----- Excerpt to read -----

I could write that I am exactly like my father but you wouldn’t understand what I mean because you don’t know who he is. I can’t write in the pamphlet that the problem I face with the people in my life is exactly the problem my father has had with my mother because she never really understood who he was and she never could incite him because she never believed in him, and I can’t write in the pamphlet that my fear is that I will become him and his bitterness will be my bitterness and it will ruin me too. I can’t write those things in the pamphlet because you will not see my face when I’m telling you this and you will not sense the hidden fear of my life through my eyes. I could tell you that I wish of a life worth writing about but you wouldn’t understand me because chances are you don’t see the same world as I do and you haven’t read the same books that I have.
The most magnificent people are the people that challenge our beliefs, the ones that change our theories about the world. The ones that break the silence between what we say and what we wish we could say but are too afraid to speak, the ones that realize all the things that I have mentioned without us saying a word. The ones that understand that I am impatient and hopeful, and that I pretend to be calmer than I actually am, the ones that understand my incalculable belief in art. The people that will understand my obsession with the theatre or the ballet. The people that will accept my flaws as I have accepted them. The ones that will apprehend my boredom with apathetic beings.
One thing is for sure; no time will be wasted. There are many things that I am but lackadaisical is not one of them. So welcome or goodbye. Depending on who you are.

-----

> What you should do
From the personal essay above, lift everything from "I could write" down to "that I have.", word for word.

----- Input data -----

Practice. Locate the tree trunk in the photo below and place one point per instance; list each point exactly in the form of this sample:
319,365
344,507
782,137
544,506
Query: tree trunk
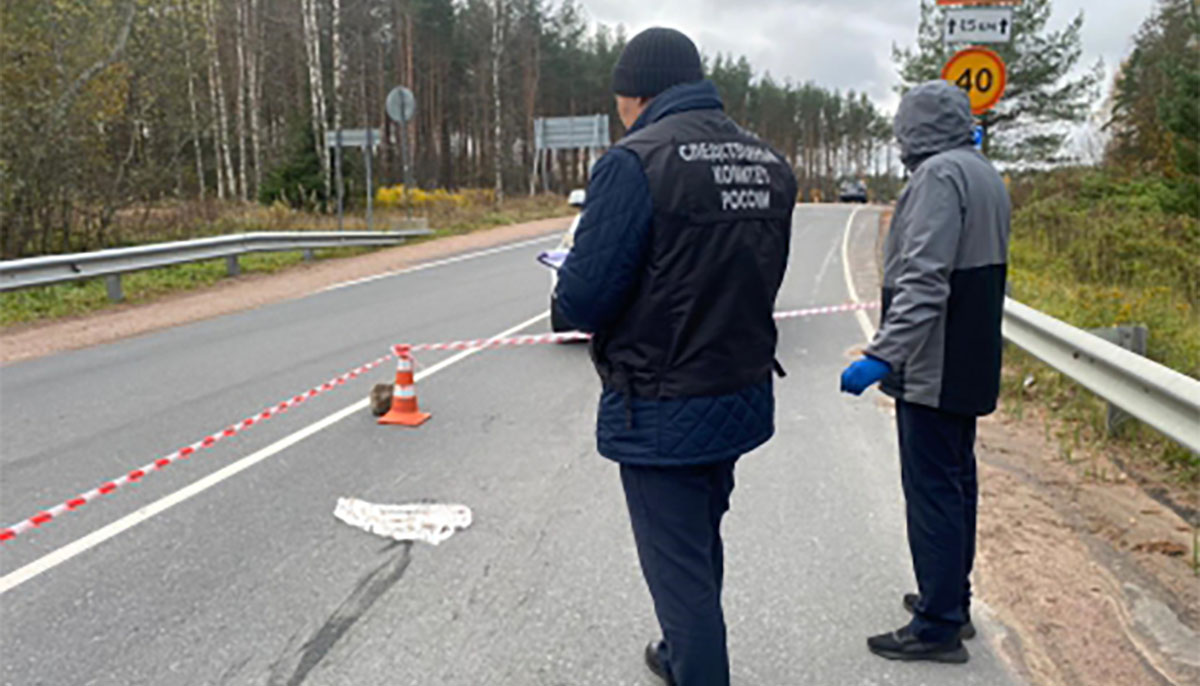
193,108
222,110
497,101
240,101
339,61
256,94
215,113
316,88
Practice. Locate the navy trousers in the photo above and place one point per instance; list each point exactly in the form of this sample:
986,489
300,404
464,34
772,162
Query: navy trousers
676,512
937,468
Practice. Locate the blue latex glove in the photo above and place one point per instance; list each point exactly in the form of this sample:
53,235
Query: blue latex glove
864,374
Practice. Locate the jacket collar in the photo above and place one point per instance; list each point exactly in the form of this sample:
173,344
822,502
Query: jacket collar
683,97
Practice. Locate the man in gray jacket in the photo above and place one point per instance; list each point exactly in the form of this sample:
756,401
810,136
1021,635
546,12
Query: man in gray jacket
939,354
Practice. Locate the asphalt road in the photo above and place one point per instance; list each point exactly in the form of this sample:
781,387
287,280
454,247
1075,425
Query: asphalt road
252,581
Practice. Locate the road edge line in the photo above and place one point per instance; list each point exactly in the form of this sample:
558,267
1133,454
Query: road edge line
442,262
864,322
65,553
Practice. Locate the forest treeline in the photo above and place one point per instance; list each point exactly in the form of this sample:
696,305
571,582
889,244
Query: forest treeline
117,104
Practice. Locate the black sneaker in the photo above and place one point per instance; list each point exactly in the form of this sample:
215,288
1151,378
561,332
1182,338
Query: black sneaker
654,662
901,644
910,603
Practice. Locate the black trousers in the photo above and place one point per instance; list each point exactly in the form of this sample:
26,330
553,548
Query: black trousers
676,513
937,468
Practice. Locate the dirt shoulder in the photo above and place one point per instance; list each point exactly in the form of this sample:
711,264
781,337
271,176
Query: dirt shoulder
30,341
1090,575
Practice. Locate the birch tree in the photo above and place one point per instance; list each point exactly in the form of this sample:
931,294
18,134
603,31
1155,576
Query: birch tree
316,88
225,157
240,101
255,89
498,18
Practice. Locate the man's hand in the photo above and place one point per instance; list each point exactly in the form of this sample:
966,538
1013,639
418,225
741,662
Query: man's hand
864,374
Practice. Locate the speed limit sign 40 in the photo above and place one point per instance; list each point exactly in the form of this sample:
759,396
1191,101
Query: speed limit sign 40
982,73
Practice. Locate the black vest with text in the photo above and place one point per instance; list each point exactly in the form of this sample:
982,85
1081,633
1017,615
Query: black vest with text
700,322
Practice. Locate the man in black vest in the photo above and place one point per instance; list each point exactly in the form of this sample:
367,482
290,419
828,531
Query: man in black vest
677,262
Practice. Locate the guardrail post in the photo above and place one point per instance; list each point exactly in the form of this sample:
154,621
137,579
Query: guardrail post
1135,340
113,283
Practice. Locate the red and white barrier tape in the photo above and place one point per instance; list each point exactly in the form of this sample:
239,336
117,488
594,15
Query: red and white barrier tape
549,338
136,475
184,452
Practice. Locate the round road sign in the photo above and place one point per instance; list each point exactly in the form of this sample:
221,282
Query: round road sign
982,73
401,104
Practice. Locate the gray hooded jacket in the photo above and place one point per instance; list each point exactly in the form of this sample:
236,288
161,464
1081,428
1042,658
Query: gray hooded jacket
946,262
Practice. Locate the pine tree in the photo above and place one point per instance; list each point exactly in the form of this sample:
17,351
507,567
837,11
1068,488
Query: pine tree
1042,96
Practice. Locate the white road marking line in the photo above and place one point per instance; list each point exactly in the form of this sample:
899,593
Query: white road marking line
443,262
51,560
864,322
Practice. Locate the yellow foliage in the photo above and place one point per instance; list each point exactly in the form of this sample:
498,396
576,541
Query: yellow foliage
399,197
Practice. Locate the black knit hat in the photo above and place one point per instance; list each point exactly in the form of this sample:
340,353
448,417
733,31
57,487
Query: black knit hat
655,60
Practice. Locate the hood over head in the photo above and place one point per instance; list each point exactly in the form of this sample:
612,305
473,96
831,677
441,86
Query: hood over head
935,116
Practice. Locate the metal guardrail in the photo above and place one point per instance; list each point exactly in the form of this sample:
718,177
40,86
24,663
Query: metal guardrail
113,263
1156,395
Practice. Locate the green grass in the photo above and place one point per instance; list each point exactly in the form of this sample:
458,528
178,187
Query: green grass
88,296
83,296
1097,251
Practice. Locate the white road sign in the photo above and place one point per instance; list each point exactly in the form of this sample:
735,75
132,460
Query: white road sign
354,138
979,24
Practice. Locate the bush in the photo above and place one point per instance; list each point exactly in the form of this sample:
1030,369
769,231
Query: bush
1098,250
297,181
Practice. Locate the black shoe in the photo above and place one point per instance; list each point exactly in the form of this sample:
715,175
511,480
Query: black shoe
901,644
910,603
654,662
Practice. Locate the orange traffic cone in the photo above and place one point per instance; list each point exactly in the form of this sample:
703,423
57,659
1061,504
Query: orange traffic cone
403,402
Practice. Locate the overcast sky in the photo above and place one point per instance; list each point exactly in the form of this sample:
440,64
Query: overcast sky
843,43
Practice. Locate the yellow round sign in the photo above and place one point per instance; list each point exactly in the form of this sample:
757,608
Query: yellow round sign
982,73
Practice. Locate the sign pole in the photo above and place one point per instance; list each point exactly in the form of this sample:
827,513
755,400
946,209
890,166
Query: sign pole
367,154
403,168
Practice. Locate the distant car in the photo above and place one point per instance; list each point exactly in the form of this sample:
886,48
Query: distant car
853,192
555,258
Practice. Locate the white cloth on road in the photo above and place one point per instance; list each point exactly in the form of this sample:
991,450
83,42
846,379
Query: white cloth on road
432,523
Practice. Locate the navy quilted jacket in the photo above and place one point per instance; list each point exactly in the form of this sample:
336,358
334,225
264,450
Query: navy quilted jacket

-----

> Exercise output
I could write that I am exactly like my father but you wouldn’t understand what I mean because you don’t know who he is. I can’t write in the pamphlet that the problem I face with the people in my life is exactly the problem my father has had with my mother because she never really understood who he was and she never could incite him because she never believed in him, and I can’t write in the pamphlet that my fear is that I will become him and his bitterness will be my bitterness and it will ruin me too. I can’t write those things in the pamphlet because you will not see my face when I’m telling you this and you will not sense the hidden fear of my life through my eyes. I could tell you that I wish of a life worth writing about but you wouldn’t understand me because chances are you don’t see the same world as I do and you haven’t read the same books that I have.